Data section:
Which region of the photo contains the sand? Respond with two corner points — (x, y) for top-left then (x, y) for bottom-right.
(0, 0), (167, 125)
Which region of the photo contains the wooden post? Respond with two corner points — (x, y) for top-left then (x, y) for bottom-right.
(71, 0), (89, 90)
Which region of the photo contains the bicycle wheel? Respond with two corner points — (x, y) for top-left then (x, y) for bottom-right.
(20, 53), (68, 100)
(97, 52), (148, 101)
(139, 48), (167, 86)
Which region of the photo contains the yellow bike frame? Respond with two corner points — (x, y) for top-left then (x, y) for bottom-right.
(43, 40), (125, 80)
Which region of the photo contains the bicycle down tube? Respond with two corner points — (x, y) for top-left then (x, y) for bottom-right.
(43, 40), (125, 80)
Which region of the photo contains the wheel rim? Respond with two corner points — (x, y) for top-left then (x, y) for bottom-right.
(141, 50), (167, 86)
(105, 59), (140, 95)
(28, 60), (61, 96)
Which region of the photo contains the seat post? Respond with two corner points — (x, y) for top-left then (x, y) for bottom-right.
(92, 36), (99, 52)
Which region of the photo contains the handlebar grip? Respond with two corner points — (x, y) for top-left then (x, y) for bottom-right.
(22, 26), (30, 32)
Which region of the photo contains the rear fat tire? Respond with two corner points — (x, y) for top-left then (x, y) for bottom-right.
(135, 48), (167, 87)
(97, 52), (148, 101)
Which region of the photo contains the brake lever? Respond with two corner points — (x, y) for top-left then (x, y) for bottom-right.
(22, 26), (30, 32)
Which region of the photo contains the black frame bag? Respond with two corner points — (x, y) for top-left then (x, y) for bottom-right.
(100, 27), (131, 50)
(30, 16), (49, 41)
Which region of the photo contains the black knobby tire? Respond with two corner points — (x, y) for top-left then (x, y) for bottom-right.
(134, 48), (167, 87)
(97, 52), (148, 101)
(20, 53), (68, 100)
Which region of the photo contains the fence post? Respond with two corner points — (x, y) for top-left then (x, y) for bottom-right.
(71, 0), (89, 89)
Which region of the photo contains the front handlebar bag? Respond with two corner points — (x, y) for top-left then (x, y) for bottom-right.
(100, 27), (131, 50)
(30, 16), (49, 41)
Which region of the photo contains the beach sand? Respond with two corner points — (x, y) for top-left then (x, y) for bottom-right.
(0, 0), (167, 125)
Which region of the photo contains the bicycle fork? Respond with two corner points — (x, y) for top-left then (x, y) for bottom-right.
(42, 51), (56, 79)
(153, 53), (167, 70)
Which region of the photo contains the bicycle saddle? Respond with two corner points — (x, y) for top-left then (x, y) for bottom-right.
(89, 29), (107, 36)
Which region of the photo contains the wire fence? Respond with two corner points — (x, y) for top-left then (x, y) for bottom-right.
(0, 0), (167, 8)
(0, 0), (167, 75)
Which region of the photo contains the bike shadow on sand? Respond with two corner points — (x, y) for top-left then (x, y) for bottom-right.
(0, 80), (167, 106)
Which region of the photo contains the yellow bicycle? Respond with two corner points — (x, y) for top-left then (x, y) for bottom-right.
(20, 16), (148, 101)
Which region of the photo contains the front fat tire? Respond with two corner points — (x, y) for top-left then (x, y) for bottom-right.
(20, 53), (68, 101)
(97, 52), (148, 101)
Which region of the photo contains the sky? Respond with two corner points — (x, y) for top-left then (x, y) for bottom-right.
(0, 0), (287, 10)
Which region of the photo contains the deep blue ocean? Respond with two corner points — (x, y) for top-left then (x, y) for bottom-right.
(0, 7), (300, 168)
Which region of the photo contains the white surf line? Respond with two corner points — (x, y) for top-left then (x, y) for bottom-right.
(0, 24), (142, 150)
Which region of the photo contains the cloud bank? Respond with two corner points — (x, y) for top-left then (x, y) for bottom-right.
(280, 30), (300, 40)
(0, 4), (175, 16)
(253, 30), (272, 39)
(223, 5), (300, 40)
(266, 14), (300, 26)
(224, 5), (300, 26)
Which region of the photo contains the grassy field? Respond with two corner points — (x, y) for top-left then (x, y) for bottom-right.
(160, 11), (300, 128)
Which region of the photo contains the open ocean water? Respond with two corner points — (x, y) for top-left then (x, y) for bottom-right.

Instruction:
Rewrite all of the data above, putting "area" wherever "region" occurs and keeping everything else the same.

Result of the exercise:
Which area of the photo contains the sand? Respond with two corner points — (x, y) for top-left then (x, y) for bottom-right.
(0, 0), (167, 125)
Which area of the photo contains the wooden post? Respond with two corner points — (x, y) for top-left then (x, y) for bottom-right.
(71, 0), (89, 90)
Which area of the photo contains the bicycle wheel? Respond with two corner points — (x, y) for top-left then (x, y) for bottom-right.
(20, 53), (68, 100)
(97, 52), (148, 101)
(139, 48), (167, 86)
Which area of the photo contains the yellow bike frame? Respond with two corner points — (x, y) for top-left then (x, y) for bottom-right.
(43, 40), (125, 80)
Which area of the photo contains the bicycle down tube? Respond with two corner points — (x, y) for top-left then (x, y) for bottom-right.
(43, 40), (125, 80)
Which area of the photo contains the wheel rim? Respond with two corner points — (x, y) for top-left then (x, y) for bottom-right.
(141, 50), (167, 86)
(105, 59), (140, 95)
(28, 60), (61, 96)
Which area of the photo contains the seat post? Respond with two corner points — (x, y) for top-left then (x, y) for bottom-right.
(92, 36), (99, 52)
Which area of the photo contains the handlebar grip? Respond with two corner points — (x, y) for top-left then (x, y) for bottom-right.
(22, 26), (30, 32)
Which area of the photo contains the rear fat tire? Respond with two corner points — (x, y) for top-left then (x, y) for bottom-right.
(135, 48), (167, 87)
(97, 52), (148, 101)
Which area of the photo contains the brake lever? Respond with two corner points — (x, y) for top-left then (x, y) for bottom-right.
(22, 26), (30, 32)
Which area of the photo contains the black frame bag? Respond with two corner points — (x, y) for top-left then (x, y) for bottom-right.
(100, 27), (131, 50)
(30, 16), (49, 41)
Which area of the photo contains the black knobby tire? Respond with two corner points — (x, y) for top-left then (x, y) for bottom-right.
(134, 48), (167, 87)
(97, 52), (148, 101)
(20, 53), (68, 100)
Which area of the photo contains the fence post? Respond with two corner points — (x, y) for top-left then (x, y) for bottom-right.
(71, 0), (89, 89)
Which area of the photo contains the front handlebar bag? Respond with two corner points — (x, y) for top-left then (x, y) for bottom-right.
(100, 27), (131, 50)
(30, 16), (49, 41)
Which area of the photo contains the beach sand? Respond with two corner points — (x, y) for top-left then (x, y) for bottom-right.
(0, 0), (167, 125)
Which area of the photo contains the bicycle fork? Respond with two corner points — (x, y) for top-left then (x, y) for bottom-right.
(42, 51), (56, 79)
(153, 53), (167, 70)
Which area of the photo contains the bicycle saddle? Respond with two corner points — (x, y) for top-left then (x, y) for bottom-right.
(89, 29), (107, 36)
Which area of the photo contains the wire fence? Respond with two corner points — (x, y) for top-left then (x, y) for bottom-right.
(0, 0), (167, 8)
(0, 0), (167, 75)
Which area of the photo contains the bike shadow on sand? Respond with two corner points — (x, y) for top-left then (x, y) for bottom-right.
(0, 80), (167, 106)
Which area of the photo contains the yellow bicycle? Respond with two corner points — (x, y) for top-left then (x, y) for bottom-right.
(20, 16), (148, 101)
Which area of the photo contains the front fat tire? Respond with two corner points — (x, y) for top-left then (x, y) for bottom-right.
(20, 53), (68, 101)
(97, 52), (148, 101)
Which area of the photo contains the sky? Respond with two corner points — (x, y) for top-left then (x, y) for bottom-right.
(0, 0), (287, 10)
Which area of the photo contains the deep blue ocean? Respond with two corner points — (x, y) for top-left then (x, y) for bottom-right.
(0, 7), (300, 168)
Which area of the photo contains the white surf line? Respond with two corner points — (x, y) for top-left then (x, y) for bottom-right.
(0, 24), (142, 150)
Which area of the photo contains the cloud bank? Respond with two corner points — (x, y) for top-left then (x, y) for bottom-right.
(280, 30), (300, 40)
(0, 4), (175, 16)
(253, 30), (272, 39)
(223, 5), (300, 40)
(266, 14), (300, 26)
(224, 5), (300, 26)
Which area of the photo contains the grassy field? Respond with two corner points — (x, y) for top-left then (x, y) for bottom-right.
(160, 11), (300, 128)
Which area of the photo contains the open ocean water? Respond with two corner points — (x, y) for top-left then (x, y) for bottom-right.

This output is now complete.